### What is being asked
Copy out the records below word for word, with every line unchanged.

(Point labels for objects)

(begin)

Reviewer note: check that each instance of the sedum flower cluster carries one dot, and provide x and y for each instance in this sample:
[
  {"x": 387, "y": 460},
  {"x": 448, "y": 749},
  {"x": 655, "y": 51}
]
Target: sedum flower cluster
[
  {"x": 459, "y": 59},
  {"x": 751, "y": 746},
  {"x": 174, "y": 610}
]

(end)

### Response for this exercise
Reviewer note: check that each instance of the sedum flower cluster carries one dot, and provide x and y for each instance in this sample:
[
  {"x": 387, "y": 460},
  {"x": 448, "y": 749},
  {"x": 655, "y": 51}
]
Target: sedum flower cluster
[
  {"x": 459, "y": 59},
  {"x": 751, "y": 746},
  {"x": 174, "y": 610}
]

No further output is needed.